- [SUPPLIED PASSAGE]:
#####
Saturday, April 26, 2014

Tokyo 2014 (Again): Minor Repetition and Leftover Observations

I'll admit that I found myself rather surprised at being in Tokyo again, just two short months after my last brief stay there. For some reason (I never got around to asking why me), I was selected to accompany my manager on a business trip to Tokyo, to attend a sort of overseas work expo, where recruitment agencies from across Southeast Asia would set up booth to interview prospective job applicants.

We made our plans and bought our tickets early- a smart move on my part as a few days before the flight when I logged in to check our seats I discovered that the flight was fully booked. The online system was fidgety when I first booked it- I'd called customer service and was asked to use the mobile site instead (on the PC- just imagine using m.facebook.com on a cinema screen)- and the mobile site had its own problems as well. We flew Malaysian Airlines (MAS), which led to some jokingly wishing us a safe flight (Flight MH370 went missing just a few days before our own flight). Anyhow. We'd got ourselves a Thursday night flight, to arrive in Narita the next morning. This meant that I would have all of Friday and Saturday to myself. The expo took place on Sunday, and our flight back was on Monday night. Quite a bit of free time to wander around.
#####
- [EXCERPTED DATA]:
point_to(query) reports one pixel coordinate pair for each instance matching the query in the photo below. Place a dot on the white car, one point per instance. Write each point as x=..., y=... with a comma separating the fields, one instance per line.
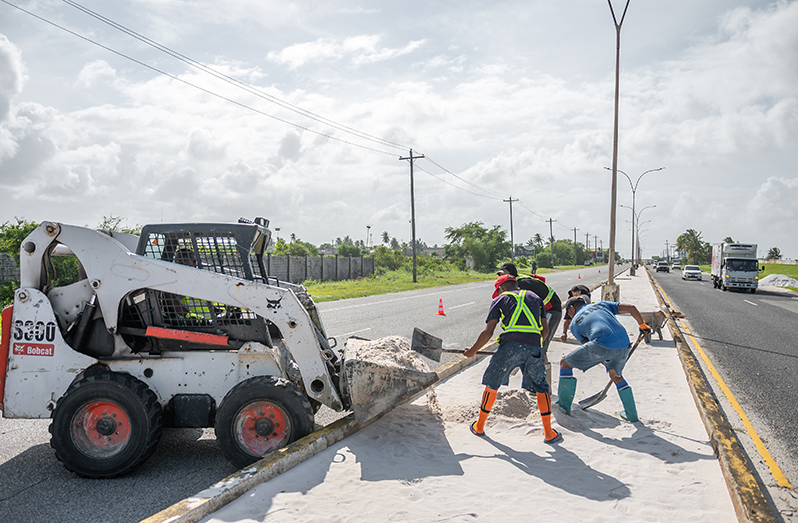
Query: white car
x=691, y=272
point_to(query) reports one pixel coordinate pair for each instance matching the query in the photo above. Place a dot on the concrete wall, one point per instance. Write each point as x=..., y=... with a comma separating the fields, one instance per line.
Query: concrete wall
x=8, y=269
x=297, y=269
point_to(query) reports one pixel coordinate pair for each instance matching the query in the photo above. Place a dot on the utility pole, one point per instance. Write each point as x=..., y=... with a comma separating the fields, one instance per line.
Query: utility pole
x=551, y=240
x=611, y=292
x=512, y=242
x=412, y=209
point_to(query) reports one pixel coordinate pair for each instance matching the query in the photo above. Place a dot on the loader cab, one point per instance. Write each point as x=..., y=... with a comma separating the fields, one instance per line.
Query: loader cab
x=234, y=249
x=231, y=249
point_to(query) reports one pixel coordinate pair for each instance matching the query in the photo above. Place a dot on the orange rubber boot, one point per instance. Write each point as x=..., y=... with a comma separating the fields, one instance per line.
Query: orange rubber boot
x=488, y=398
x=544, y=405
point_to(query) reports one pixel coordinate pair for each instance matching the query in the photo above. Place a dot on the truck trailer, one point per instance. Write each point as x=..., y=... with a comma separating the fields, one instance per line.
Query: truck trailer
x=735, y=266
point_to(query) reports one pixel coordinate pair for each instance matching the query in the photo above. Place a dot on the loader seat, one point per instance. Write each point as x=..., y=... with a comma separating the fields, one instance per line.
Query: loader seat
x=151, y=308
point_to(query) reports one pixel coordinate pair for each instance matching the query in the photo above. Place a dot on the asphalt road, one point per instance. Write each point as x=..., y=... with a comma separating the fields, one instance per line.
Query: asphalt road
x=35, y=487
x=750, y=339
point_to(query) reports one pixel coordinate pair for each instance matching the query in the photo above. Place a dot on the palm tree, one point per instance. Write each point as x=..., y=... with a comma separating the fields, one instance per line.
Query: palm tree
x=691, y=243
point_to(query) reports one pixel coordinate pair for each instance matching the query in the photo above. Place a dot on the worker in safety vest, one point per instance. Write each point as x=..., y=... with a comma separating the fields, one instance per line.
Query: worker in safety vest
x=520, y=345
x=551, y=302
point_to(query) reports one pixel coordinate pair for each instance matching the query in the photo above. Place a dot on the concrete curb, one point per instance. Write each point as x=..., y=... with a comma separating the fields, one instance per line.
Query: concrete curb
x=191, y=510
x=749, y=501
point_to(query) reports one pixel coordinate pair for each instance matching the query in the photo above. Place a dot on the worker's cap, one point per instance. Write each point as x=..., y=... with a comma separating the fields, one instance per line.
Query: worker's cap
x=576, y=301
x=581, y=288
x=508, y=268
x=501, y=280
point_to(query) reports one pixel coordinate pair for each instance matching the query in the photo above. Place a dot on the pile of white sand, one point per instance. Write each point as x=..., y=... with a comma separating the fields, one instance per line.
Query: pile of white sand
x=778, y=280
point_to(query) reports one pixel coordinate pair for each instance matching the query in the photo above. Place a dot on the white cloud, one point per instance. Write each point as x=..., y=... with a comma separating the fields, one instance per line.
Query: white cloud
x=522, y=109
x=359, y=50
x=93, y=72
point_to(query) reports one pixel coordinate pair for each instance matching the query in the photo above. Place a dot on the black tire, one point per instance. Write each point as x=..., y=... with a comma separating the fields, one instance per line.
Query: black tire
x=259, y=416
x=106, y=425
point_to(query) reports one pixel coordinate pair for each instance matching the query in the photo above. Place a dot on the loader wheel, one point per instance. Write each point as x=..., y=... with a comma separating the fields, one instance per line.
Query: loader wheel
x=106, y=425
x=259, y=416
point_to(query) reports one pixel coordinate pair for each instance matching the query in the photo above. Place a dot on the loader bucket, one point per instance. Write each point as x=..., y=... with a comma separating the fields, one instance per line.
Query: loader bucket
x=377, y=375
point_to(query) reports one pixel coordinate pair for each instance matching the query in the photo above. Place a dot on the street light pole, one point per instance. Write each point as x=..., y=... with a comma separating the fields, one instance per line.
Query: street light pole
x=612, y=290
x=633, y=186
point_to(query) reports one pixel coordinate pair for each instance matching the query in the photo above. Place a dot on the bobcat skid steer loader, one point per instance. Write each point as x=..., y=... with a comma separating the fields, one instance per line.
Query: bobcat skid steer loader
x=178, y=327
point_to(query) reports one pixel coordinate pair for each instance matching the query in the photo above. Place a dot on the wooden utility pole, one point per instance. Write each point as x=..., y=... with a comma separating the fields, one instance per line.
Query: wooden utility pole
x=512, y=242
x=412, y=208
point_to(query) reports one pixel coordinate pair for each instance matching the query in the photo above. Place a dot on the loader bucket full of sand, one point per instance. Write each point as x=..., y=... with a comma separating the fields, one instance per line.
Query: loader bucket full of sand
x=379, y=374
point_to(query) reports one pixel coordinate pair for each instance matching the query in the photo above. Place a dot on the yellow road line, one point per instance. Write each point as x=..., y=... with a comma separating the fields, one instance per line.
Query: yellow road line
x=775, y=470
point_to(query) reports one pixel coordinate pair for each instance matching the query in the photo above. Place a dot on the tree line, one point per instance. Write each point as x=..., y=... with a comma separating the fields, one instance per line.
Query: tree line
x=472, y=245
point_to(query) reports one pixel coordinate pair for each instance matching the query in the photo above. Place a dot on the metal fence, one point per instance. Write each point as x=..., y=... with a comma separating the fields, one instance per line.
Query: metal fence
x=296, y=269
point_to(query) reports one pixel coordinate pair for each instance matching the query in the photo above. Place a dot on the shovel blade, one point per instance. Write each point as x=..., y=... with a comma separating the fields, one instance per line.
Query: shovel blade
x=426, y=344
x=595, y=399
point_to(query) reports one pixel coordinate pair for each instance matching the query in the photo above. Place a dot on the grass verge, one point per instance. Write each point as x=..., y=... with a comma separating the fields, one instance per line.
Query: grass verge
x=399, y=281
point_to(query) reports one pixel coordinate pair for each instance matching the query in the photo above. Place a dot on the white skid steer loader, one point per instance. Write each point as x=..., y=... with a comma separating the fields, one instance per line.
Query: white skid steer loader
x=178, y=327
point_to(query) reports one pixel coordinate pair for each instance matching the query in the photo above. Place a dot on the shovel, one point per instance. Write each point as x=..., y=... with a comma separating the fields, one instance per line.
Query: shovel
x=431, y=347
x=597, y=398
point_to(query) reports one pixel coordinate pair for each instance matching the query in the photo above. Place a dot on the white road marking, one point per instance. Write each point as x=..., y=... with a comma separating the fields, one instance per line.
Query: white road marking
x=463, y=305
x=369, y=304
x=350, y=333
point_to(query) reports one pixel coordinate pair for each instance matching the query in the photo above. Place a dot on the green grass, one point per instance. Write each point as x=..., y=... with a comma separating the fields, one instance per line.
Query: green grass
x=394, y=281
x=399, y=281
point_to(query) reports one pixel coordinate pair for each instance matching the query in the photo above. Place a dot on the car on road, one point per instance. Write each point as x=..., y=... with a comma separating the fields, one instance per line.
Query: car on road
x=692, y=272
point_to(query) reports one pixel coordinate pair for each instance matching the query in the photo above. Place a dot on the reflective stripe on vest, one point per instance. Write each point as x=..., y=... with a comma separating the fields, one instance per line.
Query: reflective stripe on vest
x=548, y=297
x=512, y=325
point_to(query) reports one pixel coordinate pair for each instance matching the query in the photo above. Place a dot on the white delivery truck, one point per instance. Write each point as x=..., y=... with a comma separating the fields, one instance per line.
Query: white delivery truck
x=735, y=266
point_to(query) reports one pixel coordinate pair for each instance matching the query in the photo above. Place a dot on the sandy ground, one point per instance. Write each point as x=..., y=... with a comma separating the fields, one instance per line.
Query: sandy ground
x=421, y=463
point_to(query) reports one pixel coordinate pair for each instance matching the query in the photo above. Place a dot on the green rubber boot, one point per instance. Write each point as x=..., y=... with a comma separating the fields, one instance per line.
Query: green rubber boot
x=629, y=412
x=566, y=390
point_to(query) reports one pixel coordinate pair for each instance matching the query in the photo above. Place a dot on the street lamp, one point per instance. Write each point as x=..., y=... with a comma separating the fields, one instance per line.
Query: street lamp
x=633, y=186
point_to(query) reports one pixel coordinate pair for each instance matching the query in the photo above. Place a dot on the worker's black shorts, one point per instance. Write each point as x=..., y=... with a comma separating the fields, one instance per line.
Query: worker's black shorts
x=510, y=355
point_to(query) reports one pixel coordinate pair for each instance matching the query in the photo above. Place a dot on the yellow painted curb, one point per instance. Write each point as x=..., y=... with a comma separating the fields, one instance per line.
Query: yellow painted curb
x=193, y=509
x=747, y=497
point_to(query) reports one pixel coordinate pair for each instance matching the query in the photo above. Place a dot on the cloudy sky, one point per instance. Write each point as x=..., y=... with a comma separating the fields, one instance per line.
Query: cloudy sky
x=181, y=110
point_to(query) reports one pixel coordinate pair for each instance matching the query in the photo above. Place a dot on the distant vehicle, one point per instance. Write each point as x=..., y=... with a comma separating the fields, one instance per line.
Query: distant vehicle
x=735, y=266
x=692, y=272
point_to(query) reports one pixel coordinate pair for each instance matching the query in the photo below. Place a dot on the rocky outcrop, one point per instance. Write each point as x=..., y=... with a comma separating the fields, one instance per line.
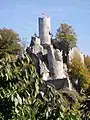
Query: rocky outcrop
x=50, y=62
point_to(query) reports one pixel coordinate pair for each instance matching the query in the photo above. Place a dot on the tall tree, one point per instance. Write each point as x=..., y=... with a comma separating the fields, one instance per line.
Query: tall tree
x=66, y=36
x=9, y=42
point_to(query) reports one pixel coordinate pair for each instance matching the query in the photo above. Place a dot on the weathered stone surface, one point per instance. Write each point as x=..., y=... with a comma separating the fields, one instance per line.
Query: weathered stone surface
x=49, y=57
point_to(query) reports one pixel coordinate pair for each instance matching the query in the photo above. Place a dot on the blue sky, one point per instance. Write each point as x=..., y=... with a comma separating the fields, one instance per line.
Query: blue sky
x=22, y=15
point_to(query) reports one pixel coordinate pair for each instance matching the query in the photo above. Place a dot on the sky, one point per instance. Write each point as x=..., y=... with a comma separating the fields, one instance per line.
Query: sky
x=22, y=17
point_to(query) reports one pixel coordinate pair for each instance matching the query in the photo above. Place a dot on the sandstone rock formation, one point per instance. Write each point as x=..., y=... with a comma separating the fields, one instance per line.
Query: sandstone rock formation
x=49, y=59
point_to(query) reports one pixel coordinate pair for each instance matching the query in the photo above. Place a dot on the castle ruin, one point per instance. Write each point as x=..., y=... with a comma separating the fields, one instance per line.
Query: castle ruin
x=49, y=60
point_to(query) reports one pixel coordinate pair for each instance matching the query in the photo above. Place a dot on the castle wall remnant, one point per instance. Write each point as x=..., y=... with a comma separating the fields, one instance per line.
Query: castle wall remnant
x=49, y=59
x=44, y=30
#####
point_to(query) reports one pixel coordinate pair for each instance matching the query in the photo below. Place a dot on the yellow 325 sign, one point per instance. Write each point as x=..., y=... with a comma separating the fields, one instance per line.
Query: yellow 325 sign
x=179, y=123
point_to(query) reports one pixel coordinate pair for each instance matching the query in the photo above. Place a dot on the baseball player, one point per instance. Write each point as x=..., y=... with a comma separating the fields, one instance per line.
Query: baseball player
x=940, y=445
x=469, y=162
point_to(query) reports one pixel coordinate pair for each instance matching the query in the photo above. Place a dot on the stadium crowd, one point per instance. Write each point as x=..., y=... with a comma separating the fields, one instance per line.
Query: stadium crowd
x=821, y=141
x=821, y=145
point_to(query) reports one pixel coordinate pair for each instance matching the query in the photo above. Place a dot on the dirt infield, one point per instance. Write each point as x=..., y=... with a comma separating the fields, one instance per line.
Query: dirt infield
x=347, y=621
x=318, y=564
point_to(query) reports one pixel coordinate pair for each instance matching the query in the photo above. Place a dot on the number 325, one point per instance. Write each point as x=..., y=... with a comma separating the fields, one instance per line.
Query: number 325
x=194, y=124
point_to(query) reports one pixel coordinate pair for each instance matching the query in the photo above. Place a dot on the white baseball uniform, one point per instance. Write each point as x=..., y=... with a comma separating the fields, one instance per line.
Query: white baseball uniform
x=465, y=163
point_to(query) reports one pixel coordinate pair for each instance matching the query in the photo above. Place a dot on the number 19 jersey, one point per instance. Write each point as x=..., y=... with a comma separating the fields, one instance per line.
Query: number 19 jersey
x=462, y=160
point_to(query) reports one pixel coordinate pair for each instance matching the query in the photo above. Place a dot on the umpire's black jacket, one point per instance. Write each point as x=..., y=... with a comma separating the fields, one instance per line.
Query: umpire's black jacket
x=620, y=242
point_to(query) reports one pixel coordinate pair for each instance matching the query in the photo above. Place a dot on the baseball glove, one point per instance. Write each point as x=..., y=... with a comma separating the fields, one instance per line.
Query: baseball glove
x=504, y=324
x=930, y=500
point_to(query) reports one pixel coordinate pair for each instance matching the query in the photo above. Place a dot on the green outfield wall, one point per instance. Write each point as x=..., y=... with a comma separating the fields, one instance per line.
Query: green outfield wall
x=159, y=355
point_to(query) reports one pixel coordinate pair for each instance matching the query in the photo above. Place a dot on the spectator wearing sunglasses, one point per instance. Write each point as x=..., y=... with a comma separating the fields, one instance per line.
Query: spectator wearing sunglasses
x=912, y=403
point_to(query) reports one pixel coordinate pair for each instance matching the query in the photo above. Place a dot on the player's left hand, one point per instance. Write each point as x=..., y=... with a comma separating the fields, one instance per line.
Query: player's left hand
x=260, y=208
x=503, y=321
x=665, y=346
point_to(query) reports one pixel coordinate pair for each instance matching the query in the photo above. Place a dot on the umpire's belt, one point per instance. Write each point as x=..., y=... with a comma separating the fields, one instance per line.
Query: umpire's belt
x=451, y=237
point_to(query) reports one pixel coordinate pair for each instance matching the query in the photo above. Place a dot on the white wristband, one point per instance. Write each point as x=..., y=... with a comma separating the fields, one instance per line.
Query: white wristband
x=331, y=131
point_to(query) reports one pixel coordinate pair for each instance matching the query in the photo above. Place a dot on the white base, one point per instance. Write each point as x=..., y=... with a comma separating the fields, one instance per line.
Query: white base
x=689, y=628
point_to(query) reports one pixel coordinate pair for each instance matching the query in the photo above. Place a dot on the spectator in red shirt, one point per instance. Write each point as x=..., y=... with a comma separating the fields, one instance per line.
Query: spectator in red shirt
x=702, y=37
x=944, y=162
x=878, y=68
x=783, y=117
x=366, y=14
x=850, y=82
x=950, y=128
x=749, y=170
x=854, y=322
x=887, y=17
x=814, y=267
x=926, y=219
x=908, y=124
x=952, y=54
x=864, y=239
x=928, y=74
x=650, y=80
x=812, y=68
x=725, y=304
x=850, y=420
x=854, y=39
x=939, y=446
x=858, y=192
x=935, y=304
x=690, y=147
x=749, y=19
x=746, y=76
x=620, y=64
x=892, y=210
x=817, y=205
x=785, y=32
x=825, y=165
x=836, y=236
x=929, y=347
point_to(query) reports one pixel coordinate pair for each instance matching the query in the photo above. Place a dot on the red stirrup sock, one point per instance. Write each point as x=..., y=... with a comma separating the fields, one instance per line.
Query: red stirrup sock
#####
- [SET EXERCISE]:
For each statement, say yes or no as to whether it agrees with the Tokyo trip post, and quote the words of the post that decide it. 1. The tickets were bought only a few days before the flight. 2. The writer flew with Malaysian Airlines. 3. The expo was held on a Saturday.

- [RESPONSE FOR THIS EXERCISE]:
1. No: "We made our plans and bought our tickets early"
2. Yes: "We flew Malaysian Airlines (MAS)"
3. No: "The expo took place on Sunday"